▶ [GIVEN TASK] Rewrite as a numbered list the lines in the records below, starting at the line with "Implementations MUST put a point on every instance of the dark" and running through the final line of the records. Leave out any blank lines.
____ RECORDS FOR PROCESSING
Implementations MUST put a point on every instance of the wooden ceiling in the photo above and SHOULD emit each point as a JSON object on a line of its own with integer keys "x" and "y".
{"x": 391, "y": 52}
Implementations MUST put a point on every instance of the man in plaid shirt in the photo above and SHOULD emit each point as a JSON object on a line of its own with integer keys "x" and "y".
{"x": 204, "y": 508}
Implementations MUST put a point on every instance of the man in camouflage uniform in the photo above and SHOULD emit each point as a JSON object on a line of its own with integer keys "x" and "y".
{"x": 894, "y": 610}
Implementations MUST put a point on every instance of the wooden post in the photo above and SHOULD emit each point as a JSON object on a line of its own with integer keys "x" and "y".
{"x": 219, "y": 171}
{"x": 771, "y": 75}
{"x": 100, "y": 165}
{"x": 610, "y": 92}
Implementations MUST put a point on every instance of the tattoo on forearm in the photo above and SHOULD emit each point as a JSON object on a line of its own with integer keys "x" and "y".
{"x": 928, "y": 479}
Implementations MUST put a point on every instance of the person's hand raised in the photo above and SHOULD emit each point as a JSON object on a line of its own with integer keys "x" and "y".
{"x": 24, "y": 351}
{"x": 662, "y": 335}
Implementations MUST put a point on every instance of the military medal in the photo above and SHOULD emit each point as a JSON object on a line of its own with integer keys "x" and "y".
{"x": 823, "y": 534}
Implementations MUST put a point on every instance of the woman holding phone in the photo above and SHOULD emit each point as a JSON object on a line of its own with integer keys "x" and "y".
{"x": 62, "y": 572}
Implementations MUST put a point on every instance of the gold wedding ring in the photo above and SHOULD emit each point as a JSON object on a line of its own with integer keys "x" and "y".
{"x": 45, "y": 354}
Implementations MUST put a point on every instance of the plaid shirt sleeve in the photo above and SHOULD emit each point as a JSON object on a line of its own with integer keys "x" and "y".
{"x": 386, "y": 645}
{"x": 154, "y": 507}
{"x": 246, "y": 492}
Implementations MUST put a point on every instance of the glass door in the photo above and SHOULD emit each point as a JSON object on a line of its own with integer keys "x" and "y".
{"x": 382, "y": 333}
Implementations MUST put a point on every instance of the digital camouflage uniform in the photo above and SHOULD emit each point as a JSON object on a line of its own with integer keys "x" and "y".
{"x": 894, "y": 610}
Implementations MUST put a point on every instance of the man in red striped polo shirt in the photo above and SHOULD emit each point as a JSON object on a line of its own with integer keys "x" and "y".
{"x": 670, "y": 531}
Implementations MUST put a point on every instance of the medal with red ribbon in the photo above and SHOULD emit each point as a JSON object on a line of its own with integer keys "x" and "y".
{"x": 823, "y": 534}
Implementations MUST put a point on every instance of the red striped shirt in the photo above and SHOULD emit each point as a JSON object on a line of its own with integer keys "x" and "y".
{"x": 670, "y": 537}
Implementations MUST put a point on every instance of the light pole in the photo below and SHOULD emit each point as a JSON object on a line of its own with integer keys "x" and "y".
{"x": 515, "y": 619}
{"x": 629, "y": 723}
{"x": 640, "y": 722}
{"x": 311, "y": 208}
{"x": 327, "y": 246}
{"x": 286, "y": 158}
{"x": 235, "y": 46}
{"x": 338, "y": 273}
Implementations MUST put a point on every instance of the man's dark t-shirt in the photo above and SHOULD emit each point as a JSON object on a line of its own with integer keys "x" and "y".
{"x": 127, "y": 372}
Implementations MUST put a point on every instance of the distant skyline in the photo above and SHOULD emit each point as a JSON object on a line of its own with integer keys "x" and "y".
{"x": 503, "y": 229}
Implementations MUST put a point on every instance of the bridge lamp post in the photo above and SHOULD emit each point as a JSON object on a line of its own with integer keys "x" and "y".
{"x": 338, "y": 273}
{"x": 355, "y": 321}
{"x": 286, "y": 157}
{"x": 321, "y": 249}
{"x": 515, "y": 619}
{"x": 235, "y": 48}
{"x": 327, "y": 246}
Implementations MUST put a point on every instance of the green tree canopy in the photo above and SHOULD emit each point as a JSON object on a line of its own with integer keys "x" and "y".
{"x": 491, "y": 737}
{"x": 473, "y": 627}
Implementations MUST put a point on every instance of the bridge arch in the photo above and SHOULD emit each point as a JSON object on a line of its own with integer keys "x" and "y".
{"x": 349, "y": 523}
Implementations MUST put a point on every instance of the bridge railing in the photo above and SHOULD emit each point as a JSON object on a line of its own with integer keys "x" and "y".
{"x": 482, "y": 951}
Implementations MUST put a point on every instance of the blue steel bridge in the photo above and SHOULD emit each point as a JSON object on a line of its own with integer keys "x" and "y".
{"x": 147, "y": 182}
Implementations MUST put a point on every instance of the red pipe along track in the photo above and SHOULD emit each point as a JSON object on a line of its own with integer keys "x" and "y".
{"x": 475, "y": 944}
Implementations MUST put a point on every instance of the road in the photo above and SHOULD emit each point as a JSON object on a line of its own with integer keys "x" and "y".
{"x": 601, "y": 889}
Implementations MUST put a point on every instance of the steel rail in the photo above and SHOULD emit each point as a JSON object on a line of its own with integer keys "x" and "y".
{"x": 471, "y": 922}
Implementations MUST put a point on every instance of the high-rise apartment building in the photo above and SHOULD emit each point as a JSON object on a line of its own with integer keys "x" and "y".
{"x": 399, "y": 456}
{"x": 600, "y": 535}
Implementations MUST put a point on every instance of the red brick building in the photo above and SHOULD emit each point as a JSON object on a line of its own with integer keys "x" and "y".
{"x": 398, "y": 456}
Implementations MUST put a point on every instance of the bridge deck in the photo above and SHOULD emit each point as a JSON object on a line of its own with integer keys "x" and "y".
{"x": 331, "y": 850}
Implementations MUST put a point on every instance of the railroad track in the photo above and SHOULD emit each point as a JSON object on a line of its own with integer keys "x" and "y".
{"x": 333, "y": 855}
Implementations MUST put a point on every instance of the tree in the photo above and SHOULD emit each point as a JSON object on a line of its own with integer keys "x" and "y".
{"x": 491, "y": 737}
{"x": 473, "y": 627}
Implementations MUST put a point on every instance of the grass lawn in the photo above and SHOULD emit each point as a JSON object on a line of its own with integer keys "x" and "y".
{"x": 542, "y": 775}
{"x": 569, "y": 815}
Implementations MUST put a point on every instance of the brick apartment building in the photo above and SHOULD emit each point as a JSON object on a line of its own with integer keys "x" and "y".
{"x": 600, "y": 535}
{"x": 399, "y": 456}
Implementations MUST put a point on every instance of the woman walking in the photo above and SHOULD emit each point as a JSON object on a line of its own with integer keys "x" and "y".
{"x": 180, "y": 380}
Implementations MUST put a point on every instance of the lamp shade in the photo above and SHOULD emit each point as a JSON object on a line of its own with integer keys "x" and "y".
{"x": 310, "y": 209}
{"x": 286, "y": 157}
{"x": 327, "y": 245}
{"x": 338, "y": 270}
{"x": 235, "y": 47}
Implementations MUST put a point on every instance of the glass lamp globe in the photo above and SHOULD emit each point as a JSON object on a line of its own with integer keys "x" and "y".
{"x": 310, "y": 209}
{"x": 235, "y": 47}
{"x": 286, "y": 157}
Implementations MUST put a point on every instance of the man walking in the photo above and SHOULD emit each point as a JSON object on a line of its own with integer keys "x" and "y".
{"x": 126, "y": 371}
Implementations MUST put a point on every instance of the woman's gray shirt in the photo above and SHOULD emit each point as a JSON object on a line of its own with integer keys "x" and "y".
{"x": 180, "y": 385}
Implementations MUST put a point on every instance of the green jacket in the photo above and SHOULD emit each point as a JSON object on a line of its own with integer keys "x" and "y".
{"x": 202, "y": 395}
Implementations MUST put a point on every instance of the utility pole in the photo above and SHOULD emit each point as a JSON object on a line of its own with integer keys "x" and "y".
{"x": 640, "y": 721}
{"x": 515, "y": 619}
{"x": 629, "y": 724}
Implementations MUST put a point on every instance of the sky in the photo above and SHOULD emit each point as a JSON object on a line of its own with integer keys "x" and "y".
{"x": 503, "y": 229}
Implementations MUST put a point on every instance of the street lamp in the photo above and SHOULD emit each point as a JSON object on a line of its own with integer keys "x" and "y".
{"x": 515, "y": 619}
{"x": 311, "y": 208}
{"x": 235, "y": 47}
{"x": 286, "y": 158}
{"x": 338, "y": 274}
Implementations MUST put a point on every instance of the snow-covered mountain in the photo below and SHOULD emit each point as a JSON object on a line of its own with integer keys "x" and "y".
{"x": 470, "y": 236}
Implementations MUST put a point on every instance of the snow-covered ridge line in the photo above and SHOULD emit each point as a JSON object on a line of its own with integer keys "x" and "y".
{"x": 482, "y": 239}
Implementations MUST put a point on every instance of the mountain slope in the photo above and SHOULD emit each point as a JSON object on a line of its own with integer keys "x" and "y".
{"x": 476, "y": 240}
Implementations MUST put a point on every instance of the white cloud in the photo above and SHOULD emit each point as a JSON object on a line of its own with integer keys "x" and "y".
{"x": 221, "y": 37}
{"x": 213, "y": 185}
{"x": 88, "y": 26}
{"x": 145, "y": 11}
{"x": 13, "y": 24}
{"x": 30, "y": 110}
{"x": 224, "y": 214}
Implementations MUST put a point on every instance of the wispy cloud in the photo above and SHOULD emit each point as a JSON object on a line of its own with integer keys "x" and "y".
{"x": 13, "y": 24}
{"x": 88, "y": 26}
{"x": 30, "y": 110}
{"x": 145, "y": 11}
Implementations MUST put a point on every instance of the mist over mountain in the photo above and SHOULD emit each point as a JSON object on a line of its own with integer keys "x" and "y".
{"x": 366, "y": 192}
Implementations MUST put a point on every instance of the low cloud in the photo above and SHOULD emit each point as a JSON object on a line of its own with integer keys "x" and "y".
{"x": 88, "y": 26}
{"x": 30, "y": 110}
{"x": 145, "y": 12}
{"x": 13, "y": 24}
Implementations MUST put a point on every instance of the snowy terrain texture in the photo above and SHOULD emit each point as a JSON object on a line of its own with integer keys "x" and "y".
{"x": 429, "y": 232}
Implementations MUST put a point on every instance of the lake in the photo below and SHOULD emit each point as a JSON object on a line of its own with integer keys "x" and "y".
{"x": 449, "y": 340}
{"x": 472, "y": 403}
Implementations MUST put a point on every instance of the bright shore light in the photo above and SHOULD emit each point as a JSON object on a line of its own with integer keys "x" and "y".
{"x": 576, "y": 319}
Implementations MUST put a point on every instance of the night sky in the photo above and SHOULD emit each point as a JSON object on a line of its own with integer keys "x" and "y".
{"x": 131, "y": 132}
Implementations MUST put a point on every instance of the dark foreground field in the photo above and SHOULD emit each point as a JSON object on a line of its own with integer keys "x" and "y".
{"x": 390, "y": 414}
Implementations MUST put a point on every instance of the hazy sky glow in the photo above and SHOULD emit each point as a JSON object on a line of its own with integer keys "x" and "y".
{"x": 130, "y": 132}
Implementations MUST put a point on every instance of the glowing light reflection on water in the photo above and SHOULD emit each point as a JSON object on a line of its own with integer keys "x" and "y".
________
▶ [RESPONSE]
1. Implementations MUST put a point on every instance of the dark foreground field in the photo above and SHOULD emit each point as a JSON object on a line of its own with integer keys "x" and "y".
2. {"x": 390, "y": 414}
3. Implementations MUST put a point on every instance of the hazy sky glow in the photo above and SHOULD emit each point as a JSON object on a line of its own with integer keys "x" and "y".
4. {"x": 130, "y": 132}
5. Implementations MUST put a point on every instance of the glowing light reflection on water in the photo above and SHOULD emit each point as a JSON object on a line of its own with integer keys "x" and "y".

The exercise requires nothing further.